◆ REQUIREMENT ◆
Render the material below as a Markdown table with two columns, Index and Text, giving each non-blank line its own numbered row. Omit the pictures.

◆ GIVEN RECORDS ◆

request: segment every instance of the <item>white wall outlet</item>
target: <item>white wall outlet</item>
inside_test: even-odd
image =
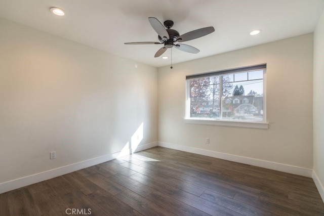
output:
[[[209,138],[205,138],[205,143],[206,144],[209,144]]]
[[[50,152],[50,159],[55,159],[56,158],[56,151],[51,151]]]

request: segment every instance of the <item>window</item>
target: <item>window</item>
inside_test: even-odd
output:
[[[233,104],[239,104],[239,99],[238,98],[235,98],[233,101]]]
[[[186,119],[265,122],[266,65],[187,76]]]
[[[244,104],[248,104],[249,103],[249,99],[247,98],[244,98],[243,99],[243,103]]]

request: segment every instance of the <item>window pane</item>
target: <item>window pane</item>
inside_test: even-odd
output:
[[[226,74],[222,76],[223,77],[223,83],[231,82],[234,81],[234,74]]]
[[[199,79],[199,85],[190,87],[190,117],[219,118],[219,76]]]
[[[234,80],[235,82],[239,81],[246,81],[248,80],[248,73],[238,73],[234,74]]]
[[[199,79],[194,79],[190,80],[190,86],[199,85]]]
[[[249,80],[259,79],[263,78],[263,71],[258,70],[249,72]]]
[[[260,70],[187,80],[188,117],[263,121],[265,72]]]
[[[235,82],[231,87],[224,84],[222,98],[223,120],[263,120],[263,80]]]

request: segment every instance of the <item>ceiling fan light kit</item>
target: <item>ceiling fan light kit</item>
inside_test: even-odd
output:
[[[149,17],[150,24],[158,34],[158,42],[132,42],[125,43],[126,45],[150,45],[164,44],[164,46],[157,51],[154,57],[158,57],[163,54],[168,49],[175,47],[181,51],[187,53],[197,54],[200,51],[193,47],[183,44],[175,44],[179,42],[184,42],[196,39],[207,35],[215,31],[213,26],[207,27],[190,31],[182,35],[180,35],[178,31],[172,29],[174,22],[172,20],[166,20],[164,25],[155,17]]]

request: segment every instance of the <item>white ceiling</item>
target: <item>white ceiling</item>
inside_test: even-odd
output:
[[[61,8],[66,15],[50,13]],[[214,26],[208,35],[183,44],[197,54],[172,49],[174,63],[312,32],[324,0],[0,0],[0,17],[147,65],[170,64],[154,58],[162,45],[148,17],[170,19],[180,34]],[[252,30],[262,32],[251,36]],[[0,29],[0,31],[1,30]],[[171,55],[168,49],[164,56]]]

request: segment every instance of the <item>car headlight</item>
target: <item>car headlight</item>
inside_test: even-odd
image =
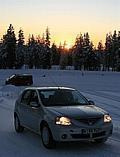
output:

◆ FINAL RESULT ◆
| Index | Text |
|---|---|
| 1 | request: segment every instance of the <item>white wall outlet</item> |
| 2 | target: <item>white wall outlet</item> |
| 3 | inside_test: even-odd |
| 4 | image = |
| 5 | output: |
| 6 | [[[209,138],[205,138],[205,143],[206,144],[209,144]]] |
| 7 | [[[50,152],[50,159],[55,159],[56,158],[56,151],[51,151]]] |
| 8 | request: segment every instance of the <item>window</item> |
| 9 | target: <item>window</item> |
| 10 | inside_test: even-odd |
| 11 | output: |
| 12 | [[[233,104],[239,104],[239,99],[238,98],[235,98],[233,101]]] |
| 13 | [[[186,119],[265,122],[266,65],[187,76]]] |
| 14 | [[[244,104],[248,104],[249,103],[249,99],[247,98],[244,98],[243,99],[243,103]]] |
| 15 | request: segment every instance of the <item>window pane</item> |
| 16 | target: <item>window pane</item> |
| 17 | inside_test: even-odd |
| 18 | output: |
| 19 | [[[226,74],[222,76],[223,77],[223,83],[231,82],[234,81],[234,74]]] |
| 20 | [[[199,79],[199,85],[190,87],[190,117],[219,118],[219,76]]] |
| 21 | [[[234,80],[235,82],[239,81],[246,81],[248,80],[248,73],[238,73],[234,74]]] |
| 22 | [[[199,79],[194,79],[190,80],[190,86],[199,85]]] |
| 23 | [[[249,80],[259,79],[263,78],[263,71],[258,70],[249,72]]] |
| 24 | [[[260,70],[187,80],[188,117],[263,121],[265,72]]] |
| 25 | [[[235,82],[231,87],[224,84],[222,98],[223,120],[263,120],[263,80]]] |
| 26 | request: segment every instance of the <item>ceiling fan light kit</item> |
| 27 | target: <item>ceiling fan light kit</item> |
| 28 | inside_test: even-odd |
| 29 | output: |
| 30 | [[[149,17],[150,24],[158,34],[158,42],[132,42],[125,43],[126,45],[150,45],[164,44],[164,46],[157,51],[154,57],[158,57],[163,54],[168,49],[175,47],[181,51],[187,53],[197,54],[200,51],[193,47],[183,44],[175,44],[179,42],[184,42],[196,39],[207,35],[215,31],[213,26],[207,27],[190,31],[182,35],[180,35],[178,31],[172,29],[174,22],[172,20],[166,20],[164,25],[155,17]]] |
| 31 | request: segment every instance of the <item>white ceiling</item> |
| 32 | target: <item>white ceiling</item> |
| 33 | inside_test: even-odd |
| 34 | output: |
| 35 | [[[61,8],[66,15],[50,13]],[[214,26],[208,35],[183,44],[197,54],[172,49],[174,63],[312,32],[324,0],[0,0],[0,17],[147,65],[170,64],[154,58],[162,45],[148,17],[170,19],[180,34]],[[252,30],[262,32],[251,36]],[[0,29],[0,31],[1,30]],[[171,55],[168,49],[164,56]]] |
| 36 | request: segment every instance of the <item>car headlight</item> |
| 37 | target: <item>car headlight</item> |
| 38 | inside_test: even-odd |
| 39 | image = |
| 40 | output: |